Start of Input for this task

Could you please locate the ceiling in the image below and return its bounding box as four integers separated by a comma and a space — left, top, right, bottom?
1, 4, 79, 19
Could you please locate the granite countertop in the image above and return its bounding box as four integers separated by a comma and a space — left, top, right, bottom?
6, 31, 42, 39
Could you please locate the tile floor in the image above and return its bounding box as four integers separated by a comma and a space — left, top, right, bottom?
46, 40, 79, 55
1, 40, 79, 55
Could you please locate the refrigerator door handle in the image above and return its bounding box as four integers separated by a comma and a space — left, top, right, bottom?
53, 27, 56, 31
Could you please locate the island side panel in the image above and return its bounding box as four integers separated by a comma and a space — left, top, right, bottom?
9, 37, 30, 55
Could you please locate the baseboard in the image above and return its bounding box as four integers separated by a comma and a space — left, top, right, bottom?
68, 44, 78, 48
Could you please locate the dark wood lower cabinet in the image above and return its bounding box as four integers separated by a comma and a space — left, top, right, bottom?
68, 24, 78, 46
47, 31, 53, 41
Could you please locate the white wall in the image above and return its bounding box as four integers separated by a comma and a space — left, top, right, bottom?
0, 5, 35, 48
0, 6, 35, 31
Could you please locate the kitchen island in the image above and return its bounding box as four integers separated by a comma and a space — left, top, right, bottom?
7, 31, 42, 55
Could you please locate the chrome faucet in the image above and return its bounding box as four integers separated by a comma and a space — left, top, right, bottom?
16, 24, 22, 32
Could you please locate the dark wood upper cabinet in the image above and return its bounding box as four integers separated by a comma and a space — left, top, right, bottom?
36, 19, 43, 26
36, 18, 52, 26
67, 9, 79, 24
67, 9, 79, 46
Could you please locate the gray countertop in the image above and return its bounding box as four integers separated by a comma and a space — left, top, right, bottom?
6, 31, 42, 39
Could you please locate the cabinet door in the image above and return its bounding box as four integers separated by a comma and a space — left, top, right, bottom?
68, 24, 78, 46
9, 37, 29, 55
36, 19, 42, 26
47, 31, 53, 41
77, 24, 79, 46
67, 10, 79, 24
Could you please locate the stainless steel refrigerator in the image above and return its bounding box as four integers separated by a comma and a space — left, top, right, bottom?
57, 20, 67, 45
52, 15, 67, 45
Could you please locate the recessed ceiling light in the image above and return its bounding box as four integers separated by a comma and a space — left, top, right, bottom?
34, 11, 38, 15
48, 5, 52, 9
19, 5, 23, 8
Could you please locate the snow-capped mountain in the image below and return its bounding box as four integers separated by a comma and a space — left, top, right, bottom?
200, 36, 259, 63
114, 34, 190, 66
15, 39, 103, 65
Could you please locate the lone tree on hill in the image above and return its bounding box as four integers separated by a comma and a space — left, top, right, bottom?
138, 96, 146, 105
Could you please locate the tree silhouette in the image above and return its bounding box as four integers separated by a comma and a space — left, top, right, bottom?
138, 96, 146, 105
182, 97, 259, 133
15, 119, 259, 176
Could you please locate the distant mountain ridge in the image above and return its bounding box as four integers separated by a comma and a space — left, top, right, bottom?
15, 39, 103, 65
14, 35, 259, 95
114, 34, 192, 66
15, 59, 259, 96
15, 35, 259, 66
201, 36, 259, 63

End of Input for this task

◆ Description of the task
Every line of the material should come back unchanged.

◆ Answer for this exercise
Could you please locate the ceiling in the image below and return its bounding box as four integers separated by a comma and a space — left, top, right, bottom?
1, 4, 79, 19
Could you please locate the granite countertop in the image above and return its bounding box as four integers separated by a comma and a space — left, top, right, bottom?
6, 31, 42, 39
Could you please locate the tile floor in the image above and return its bounding box as four integers separated by a comma and a space — left, top, right, bottom?
46, 40, 79, 55
1, 40, 79, 55
Could you please locate the refrigerator door handle in the image above and return its bounding box as four integers separated by a comma and a space — left, top, right, bottom?
53, 27, 56, 31
Could you please locate the island side panel in the image above and return its bounding box as four integers separated by a comma and a space — left, top, right, bottom?
9, 37, 30, 55
Could you please locate the baseboard in the image above and return its bounding box as four integers separated by a comma and a space — left, top, right, bottom?
68, 44, 78, 48
Could you please locate the dark wood lower cabinet in the image above and return its bounding box as four integers separated by a comma and a space — left, top, right, bottom?
68, 24, 78, 46
47, 31, 53, 41
Could you please locate the white wall in the image above and return its bounding box as four integers separated by a comma and a space — left, top, right, bottom?
0, 5, 35, 48
0, 6, 35, 31
Could you please locate the kitchen island in the image above and return its bounding box as four integers separated by a comma and a space — left, top, right, bottom?
7, 31, 42, 55
Could you please locate the chrome faucet in the image above and return its bounding box as four integers separated by a comma and a space — left, top, right, bottom?
16, 24, 22, 32
Could you please locate the dark wood upper cabinet in the image above and return its bounding box as four integers separated by a comma and a space — left, top, right, bottom?
36, 19, 43, 26
36, 18, 52, 26
67, 9, 79, 24
67, 9, 79, 46
Could you please locate the gray countertop in the image above and return its bounding box as four integers separated by a comma and a space — left, top, right, bottom?
6, 31, 42, 39
Could you please locate the cabinet door in the image above and return its bounding box as four integers separated by a comma and a space — left, top, right, bottom?
68, 24, 78, 46
9, 37, 29, 55
36, 19, 42, 26
47, 31, 53, 41
77, 24, 79, 46
67, 10, 79, 24
Could you please locate the stainless steel refrigerator in the image above and return its bounding box as four integers separated by a comma and a space — left, top, right, bottom?
57, 20, 67, 45
52, 15, 67, 45
Could you please locate the recessed ceiling light in the image above and return its bounding box as four integers separated by a comma and a space — left, top, right, bottom?
34, 11, 38, 15
48, 5, 52, 9
19, 5, 23, 8
Could you please locate the snow-capped mountain in the image below and return its bounding box as four integers separated by a comma and a space — left, top, right, bottom?
200, 36, 259, 63
114, 34, 190, 66
15, 39, 103, 65
Could you please locate the lone tree on hill in the image above and return its bounding box as four integers separated by a comma and a space — left, top, right, bottom?
138, 96, 146, 105
Could you please locate the tree silhouette in the image above and return its bounding box as four integers separated by a comma and a space — left, top, right, bottom?
138, 96, 146, 105
182, 97, 259, 133
15, 119, 259, 176
Could you please locate the distant mountain ridge in the image above and return its bounding box as four integers separated by a comma and a space — left, top, right, bottom?
15, 39, 103, 65
14, 35, 259, 95
114, 34, 192, 66
15, 59, 259, 96
15, 35, 259, 66
201, 36, 259, 63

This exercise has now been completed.